» PROMPT: Copy everything in the data below exactly except the pictures.
>> begin
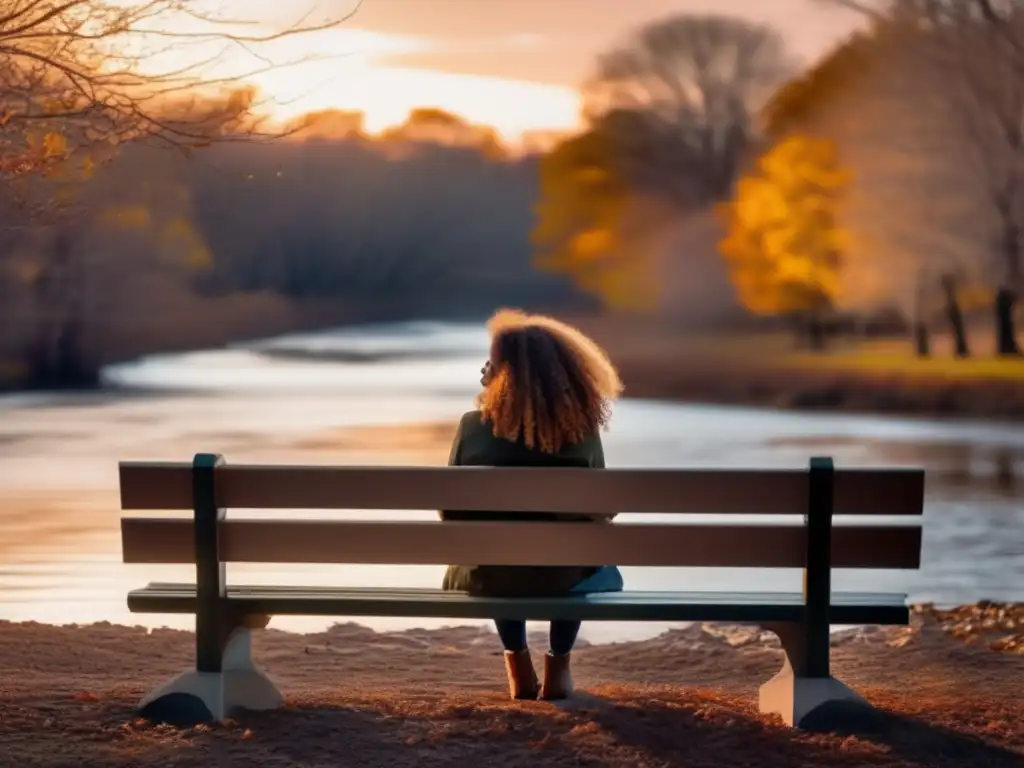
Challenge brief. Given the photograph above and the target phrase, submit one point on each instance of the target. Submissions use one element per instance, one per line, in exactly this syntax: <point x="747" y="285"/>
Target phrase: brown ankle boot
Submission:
<point x="557" y="678"/>
<point x="522" y="678"/>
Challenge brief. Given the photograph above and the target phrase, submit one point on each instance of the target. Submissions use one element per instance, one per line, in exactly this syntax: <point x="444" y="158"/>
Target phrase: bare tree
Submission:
<point x="977" y="48"/>
<point x="681" y="95"/>
<point x="88" y="71"/>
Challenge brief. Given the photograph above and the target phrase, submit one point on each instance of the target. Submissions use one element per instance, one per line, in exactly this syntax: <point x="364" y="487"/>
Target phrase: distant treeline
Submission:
<point x="157" y="251"/>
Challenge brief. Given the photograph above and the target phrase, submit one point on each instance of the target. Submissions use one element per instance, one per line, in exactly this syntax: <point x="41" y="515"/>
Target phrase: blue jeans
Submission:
<point x="562" y="635"/>
<point x="512" y="633"/>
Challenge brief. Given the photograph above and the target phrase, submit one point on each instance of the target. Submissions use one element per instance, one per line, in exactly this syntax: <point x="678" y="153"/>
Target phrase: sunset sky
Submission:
<point x="511" y="64"/>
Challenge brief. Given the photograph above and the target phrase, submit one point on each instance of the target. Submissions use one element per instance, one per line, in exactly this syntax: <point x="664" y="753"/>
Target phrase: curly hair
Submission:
<point x="549" y="385"/>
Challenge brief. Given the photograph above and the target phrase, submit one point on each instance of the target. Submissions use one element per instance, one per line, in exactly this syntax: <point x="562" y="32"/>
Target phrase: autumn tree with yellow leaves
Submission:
<point x="670" y="114"/>
<point x="583" y="223"/>
<point x="783" y="244"/>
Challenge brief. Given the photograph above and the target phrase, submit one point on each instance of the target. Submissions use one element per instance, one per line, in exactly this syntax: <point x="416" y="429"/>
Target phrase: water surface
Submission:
<point x="318" y="398"/>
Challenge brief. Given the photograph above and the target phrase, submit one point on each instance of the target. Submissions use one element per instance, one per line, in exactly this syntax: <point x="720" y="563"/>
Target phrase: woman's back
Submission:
<point x="546" y="396"/>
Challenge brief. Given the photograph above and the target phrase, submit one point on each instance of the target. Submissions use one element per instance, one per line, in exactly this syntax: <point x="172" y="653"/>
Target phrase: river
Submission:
<point x="347" y="397"/>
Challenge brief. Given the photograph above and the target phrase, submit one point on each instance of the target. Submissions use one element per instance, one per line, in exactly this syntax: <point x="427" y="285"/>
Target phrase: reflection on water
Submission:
<point x="341" y="398"/>
<point x="979" y="466"/>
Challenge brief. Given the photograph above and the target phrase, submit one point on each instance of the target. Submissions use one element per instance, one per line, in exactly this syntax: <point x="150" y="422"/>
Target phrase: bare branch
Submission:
<point x="83" y="68"/>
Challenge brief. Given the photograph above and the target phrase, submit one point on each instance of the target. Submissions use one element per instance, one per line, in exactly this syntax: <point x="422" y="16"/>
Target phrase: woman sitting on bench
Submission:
<point x="547" y="392"/>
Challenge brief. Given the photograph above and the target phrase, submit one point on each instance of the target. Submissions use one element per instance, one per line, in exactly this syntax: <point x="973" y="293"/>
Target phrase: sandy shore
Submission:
<point x="422" y="697"/>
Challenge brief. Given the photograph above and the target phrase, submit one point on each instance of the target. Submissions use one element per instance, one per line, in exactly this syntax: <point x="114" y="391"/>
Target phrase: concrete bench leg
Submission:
<point x="196" y="696"/>
<point x="793" y="693"/>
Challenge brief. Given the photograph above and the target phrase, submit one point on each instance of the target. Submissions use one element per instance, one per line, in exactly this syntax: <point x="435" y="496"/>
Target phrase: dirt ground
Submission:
<point x="435" y="697"/>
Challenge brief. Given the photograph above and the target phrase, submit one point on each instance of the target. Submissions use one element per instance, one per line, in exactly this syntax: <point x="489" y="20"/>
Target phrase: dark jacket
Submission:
<point x="476" y="445"/>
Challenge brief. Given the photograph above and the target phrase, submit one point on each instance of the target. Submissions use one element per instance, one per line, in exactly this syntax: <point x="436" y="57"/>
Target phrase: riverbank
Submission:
<point x="765" y="370"/>
<point x="434" y="697"/>
<point x="659" y="360"/>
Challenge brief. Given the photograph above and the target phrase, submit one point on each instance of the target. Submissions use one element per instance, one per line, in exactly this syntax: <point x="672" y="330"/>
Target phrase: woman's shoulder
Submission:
<point x="472" y="417"/>
<point x="472" y="423"/>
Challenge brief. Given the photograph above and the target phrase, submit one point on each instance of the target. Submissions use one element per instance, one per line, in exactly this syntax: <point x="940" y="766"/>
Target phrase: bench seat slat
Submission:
<point x="152" y="485"/>
<point x="847" y="608"/>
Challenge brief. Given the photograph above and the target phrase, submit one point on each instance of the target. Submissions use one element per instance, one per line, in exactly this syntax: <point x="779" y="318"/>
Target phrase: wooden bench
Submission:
<point x="225" y="678"/>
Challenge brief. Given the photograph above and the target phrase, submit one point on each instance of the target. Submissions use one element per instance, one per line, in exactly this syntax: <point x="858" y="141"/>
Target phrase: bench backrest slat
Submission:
<point x="171" y="541"/>
<point x="857" y="492"/>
>> end
» WRITTEN REPLY:
Challenge brief. Given the photograph above and the target phrase, submit one point on each instance of the target. Submissions use one element per instance, one per line, in exactly this syntax: <point x="747" y="285"/>
Target phrase: brown ankle boot
Submission:
<point x="557" y="678"/>
<point x="522" y="678"/>
Challenge brief. Given the photograph above and the target phrase, submit one point on each instance of the target. Submissions use one element per instance, one per line, in exactly this syntax: <point x="444" y="158"/>
Target phrase: bare tree
Submission:
<point x="977" y="48"/>
<point x="681" y="95"/>
<point x="88" y="71"/>
Challenge brief. Given the photograph above and the target phrase, submit one point on each instance of the target. Submissions use one element per instance, one per line, in exactly this syntax: <point x="364" y="487"/>
Target phrase: distant treeline
Submission:
<point x="157" y="251"/>
Challenge brief. Given the photograph above and the target phrase, submit one point on each instance of the target. Submissions use one element per instance, one per line, in exactly this syntax: <point x="41" y="515"/>
Target phrase: blue jeans
Submission:
<point x="562" y="635"/>
<point x="512" y="633"/>
Challenge brief. Given the photograph above and the target phrase, submit one point on each instance of the target. Submissions use one element per instance, one per line, in exactly this syntax: <point x="678" y="153"/>
Target phrase: sunset sky
Submission:
<point x="511" y="64"/>
Challenge brief. Given the photograph above and the target phrase, submit one point on each instance of the target. Submissions use one element per instance, one per line, in exactly this syntax: <point x="664" y="753"/>
Target phrase: curly hair
Submission:
<point x="549" y="385"/>
Challenge brief. Given the photograph above and the target phrase, submit one point on each instance of the target. Submissions use one element per instance, one per line, in exactly this syntax: <point x="562" y="32"/>
Target phrase: autumn tree with yellow leaves
Submission:
<point x="670" y="114"/>
<point x="583" y="223"/>
<point x="783" y="244"/>
Challenge brief. Given the photograph above and the target phrase, submit one point on each instance of the target. Submissions use one element per instance, one per line, in exactly this syntax: <point x="416" y="429"/>
Target phrase: water surface
Submission:
<point x="318" y="398"/>
Challenge brief. Given the photograph above and the target phrase, submit one point on each instance of the target. Submissions use one element per instance, one per line, in exactly this syntax: <point x="720" y="563"/>
Target phrase: woman's back
Submission:
<point x="546" y="396"/>
Challenge brief. Given the photograph above and the target phrase, submit one point on each instance of the target. Submissions use one element per instance, one per line, in exactly this syntax: <point x="172" y="653"/>
Target phrase: river
Submission:
<point x="347" y="397"/>
Challenge brief. Given the photograph above and the target phrase, submit one point on each instance of the target. Submissions use one element per instance, one per line, in exactly this syntax: <point x="427" y="285"/>
Target phrase: reflection on water
Submission:
<point x="341" y="398"/>
<point x="979" y="466"/>
Challenge brief. Given the photograph above and the target phrase, submit one point on each instance of the target. Submissions use one element per instance, one per line, in exactly this syntax: <point x="150" y="422"/>
Target phrase: bare branch
Submission:
<point x="83" y="68"/>
Challenge brief. Given the photograph above and the target phrase, submit one point on each instance of the target. Submissions use one element per instance, one per line, in exactly this syntax: <point x="422" y="16"/>
Target phrase: woman sitting on bench
Submission:
<point x="547" y="392"/>
Challenge brief. Given the photograph above and the target phrase, submit one point on each instance of the target. Submissions use one element per instance, one per line, in exactly this syntax: <point x="973" y="293"/>
Target phrase: sandy shore
Submission:
<point x="422" y="697"/>
Challenge brief. Given the photograph above and the target phrase, submit one point on each instance of the target. Submissions use one element per instance, one per line, in exactly this syntax: <point x="114" y="391"/>
Target phrase: concrete bench leg
Submission:
<point x="196" y="696"/>
<point x="793" y="693"/>
Challenge brief. Given the photograph above and the target phrase, submit one point on each instance of the target. Submissions use one element per instance, one per line, in exactly this syntax: <point x="435" y="496"/>
Target phrase: dirt ground
Submission:
<point x="435" y="697"/>
Challenge brief. Given the photograph above and the target phrase, submit one point on each instance of the target. Submissions use one element per instance, one per line, in exactly this syntax: <point x="489" y="20"/>
Target phrase: dark jacket
Submission:
<point x="476" y="445"/>
Challenge brief. Given the photograph above and the target phrase, submit one point on each instance of the target. Submissions use one element per instance, one per line, in exactly this syntax: <point x="436" y="57"/>
Target phrase: riverbank
Submission:
<point x="765" y="370"/>
<point x="434" y="697"/>
<point x="659" y="360"/>
Challenge brief. Given the photograph above and the target phrase, submit one point on each instance of the target. Submissions use one element per instance, one per line, in exactly this syntax: <point x="672" y="330"/>
Target phrase: woman's shoulder
Submission:
<point x="472" y="417"/>
<point x="472" y="423"/>
Challenge brief. Given the photograph above and the target phrase, submit one point on each instance of the target. Submissions use one element per instance, one per line, in exactly this syntax: <point x="940" y="766"/>
Target phrase: bench seat slat
Submission:
<point x="152" y="485"/>
<point x="847" y="608"/>
Challenge brief. Given the photograph above and the target phrase, submit one point on each instance of the target. Submissions use one element per instance, one per line, in exactly this syntax: <point x="779" y="318"/>
Target phrase: wooden bench
Submission:
<point x="225" y="678"/>
Challenge brief. Given the photograph above and the target phrase, submit one point on each instance of the target. Submissions use one element per instance, one per line, in exactly this syntax: <point x="858" y="141"/>
Target phrase: bench backrest slat
Submission:
<point x="171" y="541"/>
<point x="857" y="492"/>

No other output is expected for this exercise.